(begin)

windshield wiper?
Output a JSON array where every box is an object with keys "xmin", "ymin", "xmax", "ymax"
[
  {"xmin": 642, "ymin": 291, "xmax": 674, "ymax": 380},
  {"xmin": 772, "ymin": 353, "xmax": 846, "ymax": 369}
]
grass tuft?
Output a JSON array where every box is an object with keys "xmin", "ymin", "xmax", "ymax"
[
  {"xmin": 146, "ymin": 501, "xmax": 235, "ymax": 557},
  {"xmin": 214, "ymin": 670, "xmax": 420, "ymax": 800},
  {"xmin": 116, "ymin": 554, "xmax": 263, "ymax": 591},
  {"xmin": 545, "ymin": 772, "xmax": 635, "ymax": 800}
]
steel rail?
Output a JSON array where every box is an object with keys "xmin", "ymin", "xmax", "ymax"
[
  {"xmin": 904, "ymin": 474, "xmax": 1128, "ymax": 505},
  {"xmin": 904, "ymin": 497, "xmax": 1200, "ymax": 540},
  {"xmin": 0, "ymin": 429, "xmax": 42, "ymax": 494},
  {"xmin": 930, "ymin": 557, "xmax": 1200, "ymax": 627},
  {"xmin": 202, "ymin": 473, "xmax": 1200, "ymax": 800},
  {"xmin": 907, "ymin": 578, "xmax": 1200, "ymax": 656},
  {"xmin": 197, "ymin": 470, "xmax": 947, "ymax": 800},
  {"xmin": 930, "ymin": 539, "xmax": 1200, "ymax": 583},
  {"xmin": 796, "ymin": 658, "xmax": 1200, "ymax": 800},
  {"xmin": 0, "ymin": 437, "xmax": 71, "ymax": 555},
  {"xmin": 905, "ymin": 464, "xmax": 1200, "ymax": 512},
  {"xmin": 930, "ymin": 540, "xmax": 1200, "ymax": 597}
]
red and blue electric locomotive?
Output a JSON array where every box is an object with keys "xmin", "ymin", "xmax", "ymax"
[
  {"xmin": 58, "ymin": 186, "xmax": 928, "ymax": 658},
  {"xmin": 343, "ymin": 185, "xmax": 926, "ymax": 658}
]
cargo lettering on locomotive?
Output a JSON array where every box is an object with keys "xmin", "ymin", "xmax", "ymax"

(end)

### [WHAT TO PRODUCE]
Starting at the line containing "red and blue electric locomotive?" and ending at the end of the items above, write out every line again. Change only the box coordinates in the answers, shifting each one by adding 141.

### [FULL ANSWER]
red and blue electric locomotive?
Output a JSON array where every box is an object with keys "xmin", "ymin", "xmax", "ymax"
[
  {"xmin": 199, "ymin": 327, "xmax": 1069, "ymax": 799},
  {"xmin": 484, "ymin": 326, "xmax": 1067, "ymax": 799}
]
cargo lettering on locomotive?
Output a JSON array where every box is an object with keys "xmin", "ymin", "xmax", "ymax"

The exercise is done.